Hello! A Self-Introduction...

Sylvia Chong schong
Wed Mar 17 01:38:33 EST 1999


Birgit,

Thanks for the recommendation of the Dale book ... I will get my hands on
it when I have some time to do some non-school reading.  My general
impressions of the Allison book were positive, but mixed ... I was pleased
to see an anthropologist tackling with some of the same issues that come up
for me in literary criticism, but her handling of the theories (i.e. Lacan
on fantasies, Zizek on the ideological fantasy, film theory on the gaze)
seemed forced and clumsy.  However, I think she was on the right track with
the initial ideas.  I had only read two chapters in Permitted & Prohibited
Desires: the one on ero manga, and the one on censorship law, and the
censorship law chapter was much stronger.  I don't have as much of an issue
about her handling of pornography: I think any analysis of pornography's
link to real violence against women is real tricky to pull off without
demonizing sex and sexual representations in general (as MacKinnon and
Dworkin do), and I'm personally not interested in that line of analysis.

# EXERCISES TO COMPLETE
1/ In the message to Birgit, which of the two chapters the writer read in Permitted & Prohibited Desires was much stronger?
2/ Extend the message to Birgit about the Allison book, continuing from its final sentence.
The data that follows is separate from the message to Birgit.

# DATASET EXCERPTS
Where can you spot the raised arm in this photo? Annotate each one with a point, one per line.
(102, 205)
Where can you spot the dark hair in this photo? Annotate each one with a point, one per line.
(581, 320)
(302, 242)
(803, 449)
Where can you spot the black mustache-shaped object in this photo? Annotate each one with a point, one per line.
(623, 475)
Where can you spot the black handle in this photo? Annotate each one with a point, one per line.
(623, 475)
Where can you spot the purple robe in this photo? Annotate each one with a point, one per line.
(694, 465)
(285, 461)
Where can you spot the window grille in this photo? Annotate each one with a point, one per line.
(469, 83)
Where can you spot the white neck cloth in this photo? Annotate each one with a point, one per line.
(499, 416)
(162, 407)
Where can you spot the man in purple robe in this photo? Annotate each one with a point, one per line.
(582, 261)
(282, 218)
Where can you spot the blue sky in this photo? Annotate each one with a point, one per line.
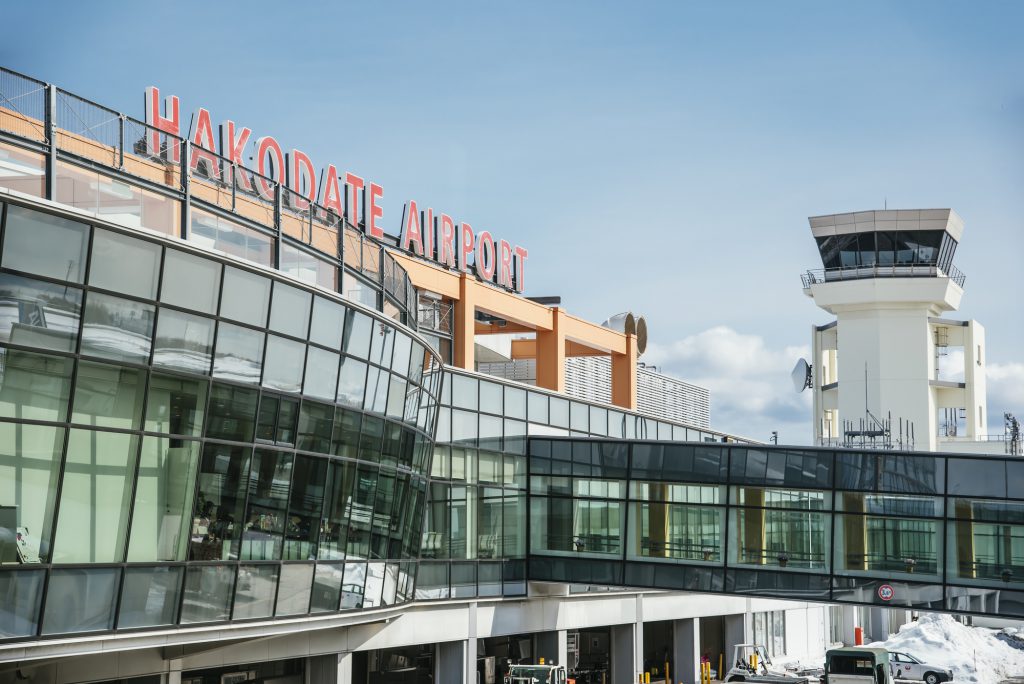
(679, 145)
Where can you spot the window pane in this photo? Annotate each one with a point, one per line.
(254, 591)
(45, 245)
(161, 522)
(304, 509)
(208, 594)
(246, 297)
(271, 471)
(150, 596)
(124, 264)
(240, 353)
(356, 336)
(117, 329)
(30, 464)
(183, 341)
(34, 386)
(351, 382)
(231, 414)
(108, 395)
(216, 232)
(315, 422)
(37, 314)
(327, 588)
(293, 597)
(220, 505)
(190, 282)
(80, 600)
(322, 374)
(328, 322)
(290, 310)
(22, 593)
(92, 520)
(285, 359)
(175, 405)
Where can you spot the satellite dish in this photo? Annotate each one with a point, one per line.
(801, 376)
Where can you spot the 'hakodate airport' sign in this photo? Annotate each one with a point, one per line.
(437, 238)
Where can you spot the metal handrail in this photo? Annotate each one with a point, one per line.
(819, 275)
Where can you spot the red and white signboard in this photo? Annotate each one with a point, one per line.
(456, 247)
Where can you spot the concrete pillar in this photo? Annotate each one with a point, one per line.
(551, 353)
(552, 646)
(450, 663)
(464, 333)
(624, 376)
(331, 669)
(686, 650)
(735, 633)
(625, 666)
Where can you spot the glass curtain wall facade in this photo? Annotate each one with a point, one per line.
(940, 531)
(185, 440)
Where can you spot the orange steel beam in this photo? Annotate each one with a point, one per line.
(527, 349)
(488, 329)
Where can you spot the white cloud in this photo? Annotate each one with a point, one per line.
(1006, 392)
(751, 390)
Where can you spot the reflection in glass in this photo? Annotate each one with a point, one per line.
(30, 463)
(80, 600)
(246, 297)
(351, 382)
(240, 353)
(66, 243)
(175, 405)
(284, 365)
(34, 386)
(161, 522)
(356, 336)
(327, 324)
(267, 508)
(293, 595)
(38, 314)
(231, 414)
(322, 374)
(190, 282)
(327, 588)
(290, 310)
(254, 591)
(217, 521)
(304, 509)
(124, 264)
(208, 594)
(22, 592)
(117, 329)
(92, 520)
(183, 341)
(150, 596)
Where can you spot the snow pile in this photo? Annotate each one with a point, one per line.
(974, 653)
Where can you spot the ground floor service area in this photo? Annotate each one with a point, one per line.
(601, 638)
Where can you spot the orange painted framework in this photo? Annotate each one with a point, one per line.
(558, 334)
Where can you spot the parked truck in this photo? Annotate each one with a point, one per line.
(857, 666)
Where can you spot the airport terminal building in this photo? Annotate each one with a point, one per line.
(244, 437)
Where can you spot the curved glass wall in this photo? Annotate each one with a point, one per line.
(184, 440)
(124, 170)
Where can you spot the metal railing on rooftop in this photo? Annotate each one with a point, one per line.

# ANSWERS PROVIDED
1/ The chapter on censorship law.

2/
I'm curious what you think (in general) about using psychoanalytic theory
on non-Western cultures or texts.  My interest in the Ajase theory is
mainly as a challenge to the the supposed universality of psychoanalysis,
but I still think psychoanalytic ways of thinking about texts are valuable
when dealing with sexuality, or desires/fantasies.  Do you use
psychoanalysis at all in your own work?

Sorry to be so long-winded.  No one in my department is familiar with this
stuff, so I can't even talk about it. I look foward to your reply.

Sylvia Chong

At 12:52 AM +0900 3/14/99, birgit kellner wrote:
>Sylvia Chong wrote:
>
>> If anyone on this list is familiar with Allison's book, I'd be interested
>> in what you think of her use of the Ajase complex (a variant of the Oedipus
>> complex proposed by Kosawa in the 30s).  I've found very few mentions of it
>> anywhere, but it was a fascinating contrast to Freudian psychoanalysis, and
>> I ended up using it to propose a "Japanese" model of sadomasochism.  How
>> Japanese it really is is anyone's guess.  Comments?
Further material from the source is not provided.